**Exercise:** In the material below, reproduce every line from the one containing "Rules: pick out every instance of the black" down to the one containing "point(223, 15)", including both of those lines, with no changes.

(Location identification entries)
--- Start ---
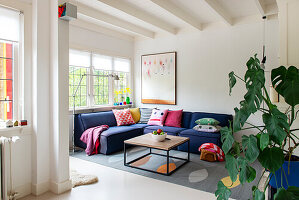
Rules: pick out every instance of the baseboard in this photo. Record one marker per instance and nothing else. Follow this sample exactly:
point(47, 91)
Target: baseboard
point(59, 188)
point(23, 190)
point(38, 189)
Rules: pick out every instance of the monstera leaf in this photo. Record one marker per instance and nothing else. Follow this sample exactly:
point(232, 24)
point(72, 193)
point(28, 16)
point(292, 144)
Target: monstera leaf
point(286, 83)
point(247, 173)
point(232, 167)
point(241, 116)
point(276, 124)
point(255, 80)
point(227, 139)
point(232, 81)
point(271, 158)
point(292, 193)
point(250, 144)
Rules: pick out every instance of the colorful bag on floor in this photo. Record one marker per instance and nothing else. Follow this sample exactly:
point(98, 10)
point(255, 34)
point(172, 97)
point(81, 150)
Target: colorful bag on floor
point(214, 148)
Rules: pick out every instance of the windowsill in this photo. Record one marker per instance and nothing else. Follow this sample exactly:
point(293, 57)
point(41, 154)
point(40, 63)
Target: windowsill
point(98, 109)
point(15, 131)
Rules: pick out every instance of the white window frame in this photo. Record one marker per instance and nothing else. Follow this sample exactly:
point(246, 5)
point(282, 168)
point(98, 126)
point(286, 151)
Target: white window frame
point(90, 101)
point(17, 72)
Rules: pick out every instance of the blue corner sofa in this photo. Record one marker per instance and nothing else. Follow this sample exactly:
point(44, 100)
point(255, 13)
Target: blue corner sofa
point(112, 139)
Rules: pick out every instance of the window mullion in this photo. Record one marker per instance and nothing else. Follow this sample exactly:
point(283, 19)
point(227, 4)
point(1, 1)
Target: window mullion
point(90, 84)
point(111, 82)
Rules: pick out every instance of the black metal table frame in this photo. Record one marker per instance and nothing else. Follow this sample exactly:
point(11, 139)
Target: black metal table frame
point(167, 158)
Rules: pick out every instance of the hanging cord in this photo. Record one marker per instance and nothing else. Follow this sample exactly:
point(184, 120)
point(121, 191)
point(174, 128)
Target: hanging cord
point(264, 42)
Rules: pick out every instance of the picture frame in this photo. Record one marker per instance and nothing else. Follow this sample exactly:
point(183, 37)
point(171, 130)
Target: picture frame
point(158, 78)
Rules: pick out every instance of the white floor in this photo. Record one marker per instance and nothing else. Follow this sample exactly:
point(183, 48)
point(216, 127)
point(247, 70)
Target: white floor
point(120, 185)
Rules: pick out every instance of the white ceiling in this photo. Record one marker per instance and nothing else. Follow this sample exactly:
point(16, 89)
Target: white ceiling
point(161, 16)
point(150, 17)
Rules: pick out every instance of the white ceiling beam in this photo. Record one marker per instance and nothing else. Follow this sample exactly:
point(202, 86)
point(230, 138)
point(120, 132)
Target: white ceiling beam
point(260, 7)
point(141, 15)
point(100, 29)
point(109, 19)
point(178, 12)
point(223, 15)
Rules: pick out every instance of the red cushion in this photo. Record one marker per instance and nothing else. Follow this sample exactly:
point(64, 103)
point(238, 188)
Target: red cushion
point(123, 117)
point(174, 118)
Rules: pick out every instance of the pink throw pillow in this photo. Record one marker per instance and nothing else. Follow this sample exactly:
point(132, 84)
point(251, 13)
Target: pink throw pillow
point(123, 117)
point(157, 117)
point(174, 118)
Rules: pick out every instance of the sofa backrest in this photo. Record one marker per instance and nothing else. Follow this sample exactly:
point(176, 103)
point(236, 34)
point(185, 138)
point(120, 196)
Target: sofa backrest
point(186, 117)
point(222, 118)
point(98, 118)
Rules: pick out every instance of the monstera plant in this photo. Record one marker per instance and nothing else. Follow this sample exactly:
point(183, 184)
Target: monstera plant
point(275, 141)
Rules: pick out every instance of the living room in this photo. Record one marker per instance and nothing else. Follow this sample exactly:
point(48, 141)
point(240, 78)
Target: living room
point(151, 70)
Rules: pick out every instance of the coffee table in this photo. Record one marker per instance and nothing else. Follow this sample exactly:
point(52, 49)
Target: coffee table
point(167, 145)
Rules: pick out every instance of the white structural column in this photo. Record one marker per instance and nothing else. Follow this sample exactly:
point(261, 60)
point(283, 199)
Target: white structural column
point(59, 68)
point(50, 161)
point(40, 96)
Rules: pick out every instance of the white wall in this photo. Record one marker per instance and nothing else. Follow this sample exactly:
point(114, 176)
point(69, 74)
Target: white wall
point(204, 60)
point(21, 151)
point(95, 41)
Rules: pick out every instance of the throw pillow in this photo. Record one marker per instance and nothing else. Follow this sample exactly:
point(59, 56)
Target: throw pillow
point(135, 112)
point(145, 114)
point(207, 121)
point(123, 117)
point(157, 117)
point(207, 128)
point(174, 118)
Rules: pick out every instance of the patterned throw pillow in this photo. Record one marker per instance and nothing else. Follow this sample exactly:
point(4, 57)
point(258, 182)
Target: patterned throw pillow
point(158, 117)
point(174, 118)
point(123, 117)
point(145, 114)
point(135, 112)
point(207, 121)
point(207, 128)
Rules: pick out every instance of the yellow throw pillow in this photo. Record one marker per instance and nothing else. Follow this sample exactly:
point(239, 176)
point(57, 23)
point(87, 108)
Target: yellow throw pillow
point(135, 112)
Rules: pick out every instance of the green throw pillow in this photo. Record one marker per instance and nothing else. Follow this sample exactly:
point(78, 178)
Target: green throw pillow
point(207, 121)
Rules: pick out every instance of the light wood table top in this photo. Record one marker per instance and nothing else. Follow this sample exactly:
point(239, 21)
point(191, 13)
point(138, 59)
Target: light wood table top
point(147, 141)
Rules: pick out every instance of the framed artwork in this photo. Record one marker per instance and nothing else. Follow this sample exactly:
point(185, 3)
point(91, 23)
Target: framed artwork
point(158, 78)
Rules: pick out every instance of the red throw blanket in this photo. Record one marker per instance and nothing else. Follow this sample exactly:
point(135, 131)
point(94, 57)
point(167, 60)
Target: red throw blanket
point(91, 138)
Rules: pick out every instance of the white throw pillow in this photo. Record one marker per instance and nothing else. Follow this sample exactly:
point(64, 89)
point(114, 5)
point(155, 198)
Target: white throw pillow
point(207, 128)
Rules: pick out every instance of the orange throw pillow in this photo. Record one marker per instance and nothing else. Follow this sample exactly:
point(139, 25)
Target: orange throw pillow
point(123, 117)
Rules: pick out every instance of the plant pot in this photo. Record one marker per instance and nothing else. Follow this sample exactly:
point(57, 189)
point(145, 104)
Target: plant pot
point(281, 175)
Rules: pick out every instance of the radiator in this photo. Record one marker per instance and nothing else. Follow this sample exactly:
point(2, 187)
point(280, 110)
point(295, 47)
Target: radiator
point(6, 184)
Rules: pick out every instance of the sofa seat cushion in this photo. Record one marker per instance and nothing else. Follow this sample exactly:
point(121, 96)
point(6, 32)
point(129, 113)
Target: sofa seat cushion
point(168, 129)
point(198, 138)
point(222, 118)
point(112, 140)
point(195, 133)
point(115, 130)
point(139, 125)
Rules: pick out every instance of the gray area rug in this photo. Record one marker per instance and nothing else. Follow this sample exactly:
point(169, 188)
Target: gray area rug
point(196, 174)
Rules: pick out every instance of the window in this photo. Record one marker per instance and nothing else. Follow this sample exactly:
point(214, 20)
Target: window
point(9, 45)
point(97, 74)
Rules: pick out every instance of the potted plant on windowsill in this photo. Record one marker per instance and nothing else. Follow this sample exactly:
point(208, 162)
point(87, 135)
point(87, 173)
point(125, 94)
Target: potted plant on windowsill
point(275, 141)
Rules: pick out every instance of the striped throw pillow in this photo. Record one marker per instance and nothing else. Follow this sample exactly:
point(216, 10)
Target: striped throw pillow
point(145, 114)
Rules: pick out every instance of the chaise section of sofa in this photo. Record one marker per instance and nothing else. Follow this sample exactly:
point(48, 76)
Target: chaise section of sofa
point(112, 139)
point(197, 138)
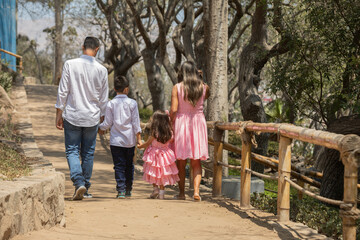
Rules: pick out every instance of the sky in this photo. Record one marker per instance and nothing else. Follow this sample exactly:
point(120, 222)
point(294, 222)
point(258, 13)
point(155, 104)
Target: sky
point(32, 21)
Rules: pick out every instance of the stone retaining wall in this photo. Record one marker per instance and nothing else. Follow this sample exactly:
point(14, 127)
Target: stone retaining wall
point(33, 202)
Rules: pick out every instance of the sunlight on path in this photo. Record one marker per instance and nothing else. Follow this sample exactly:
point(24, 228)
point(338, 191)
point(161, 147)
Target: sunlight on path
point(105, 217)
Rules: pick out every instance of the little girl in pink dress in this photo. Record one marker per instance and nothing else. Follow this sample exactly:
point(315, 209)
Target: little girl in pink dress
point(190, 130)
point(159, 160)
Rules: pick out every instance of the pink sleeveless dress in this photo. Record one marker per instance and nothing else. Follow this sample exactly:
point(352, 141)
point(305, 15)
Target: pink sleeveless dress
point(159, 164)
point(191, 141)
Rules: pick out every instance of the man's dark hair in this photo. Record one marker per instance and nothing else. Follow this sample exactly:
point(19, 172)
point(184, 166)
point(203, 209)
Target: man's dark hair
point(120, 83)
point(91, 42)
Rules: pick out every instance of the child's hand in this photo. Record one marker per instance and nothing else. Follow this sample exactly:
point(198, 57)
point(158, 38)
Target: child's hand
point(140, 144)
point(101, 132)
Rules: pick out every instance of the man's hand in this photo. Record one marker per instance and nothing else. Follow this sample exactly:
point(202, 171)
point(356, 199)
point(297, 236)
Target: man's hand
point(59, 122)
point(101, 132)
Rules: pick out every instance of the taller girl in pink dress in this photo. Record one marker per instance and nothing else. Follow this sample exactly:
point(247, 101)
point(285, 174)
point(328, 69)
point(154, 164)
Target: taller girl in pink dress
point(191, 142)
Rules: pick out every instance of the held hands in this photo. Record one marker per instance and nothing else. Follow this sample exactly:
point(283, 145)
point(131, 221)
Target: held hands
point(140, 144)
point(59, 122)
point(101, 132)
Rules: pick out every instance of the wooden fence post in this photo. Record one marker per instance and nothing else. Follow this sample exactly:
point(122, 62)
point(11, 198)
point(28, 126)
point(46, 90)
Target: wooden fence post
point(350, 156)
point(245, 183)
point(218, 151)
point(300, 194)
point(20, 65)
point(283, 201)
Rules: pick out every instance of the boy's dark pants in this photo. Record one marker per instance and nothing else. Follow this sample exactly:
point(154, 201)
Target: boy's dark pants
point(124, 167)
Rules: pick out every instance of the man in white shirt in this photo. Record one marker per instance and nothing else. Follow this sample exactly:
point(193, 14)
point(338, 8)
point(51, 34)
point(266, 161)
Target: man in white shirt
point(81, 102)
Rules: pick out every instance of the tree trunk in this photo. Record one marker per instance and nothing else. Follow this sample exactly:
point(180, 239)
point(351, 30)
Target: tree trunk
point(216, 42)
point(155, 82)
point(332, 185)
point(251, 64)
point(59, 21)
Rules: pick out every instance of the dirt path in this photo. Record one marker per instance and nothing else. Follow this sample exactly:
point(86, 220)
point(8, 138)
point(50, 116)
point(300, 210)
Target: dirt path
point(105, 217)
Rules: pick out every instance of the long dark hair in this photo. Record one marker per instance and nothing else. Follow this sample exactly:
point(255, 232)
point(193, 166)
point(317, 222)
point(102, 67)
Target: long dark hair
point(193, 85)
point(160, 127)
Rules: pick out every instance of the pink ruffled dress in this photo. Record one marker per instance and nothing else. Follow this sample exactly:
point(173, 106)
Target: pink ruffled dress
point(159, 164)
point(191, 140)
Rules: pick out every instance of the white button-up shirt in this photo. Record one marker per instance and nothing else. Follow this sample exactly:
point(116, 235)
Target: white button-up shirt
point(122, 115)
point(83, 91)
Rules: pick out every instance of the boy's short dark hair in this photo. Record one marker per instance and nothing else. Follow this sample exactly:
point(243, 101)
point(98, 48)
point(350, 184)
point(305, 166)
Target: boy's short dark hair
point(91, 42)
point(120, 83)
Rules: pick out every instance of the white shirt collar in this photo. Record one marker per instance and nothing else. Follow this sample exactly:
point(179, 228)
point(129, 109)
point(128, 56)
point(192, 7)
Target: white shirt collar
point(121, 96)
point(88, 57)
--- End ---
**Task result:**
Rules: pick out every instance of the black metal table frame in this photo. Record one marker per instance and nothing else. Follow this sample exactly:
point(11, 139)
Target: black metal table frame
point(167, 158)
Rules: pick out every instance of the hanging cord in this photo. Record one marker per instance and nothing else. Follow this sample exactly:
point(184, 120)
point(121, 191)
point(174, 128)
Target: hanging cord
point(264, 42)
Rules: pick out every instance of the picture frame in this photo. Record one marker per instance and nothing else. Follow this sample exactly:
point(183, 37)
point(171, 130)
Target: picture frame
point(158, 78)
Rules: pick out every instance of the white floor in this photo. Record one marker per instance and nothing else. Follow this sample exactly:
point(183, 48)
point(216, 127)
point(247, 70)
Target: white floor
point(120, 185)
Rules: pick out every instance of the white ceiling in this photo. Record one marker per instance and nothing else. Follow this sample exactly:
point(16, 89)
Target: white ceiling
point(161, 16)
point(150, 17)
Rules: pick out every instance of the white ceiling beam in this photo. Record one marker per instance and nothing else. Follow this sample exactly:
point(202, 86)
point(230, 138)
point(120, 132)
Target: white ceiling beam
point(260, 7)
point(141, 15)
point(100, 29)
point(109, 19)
point(178, 12)
point(223, 15)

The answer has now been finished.